■ Stored records
>>>>

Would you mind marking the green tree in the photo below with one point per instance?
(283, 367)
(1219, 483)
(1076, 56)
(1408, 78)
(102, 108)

<<<<

■ Exercise requirements
Rewrite the items above as a two-column CSV with the header text,answer. Give one row per item, with its text and its answer each in a single quoted field and any line breaks replaced by spaces.

■ Right answer
text,answer
"Would you mind marking the green tree in the photo below with one point per instance?","(283, 367) (1219, 483) (1076, 56) (1408, 78) (102, 108)"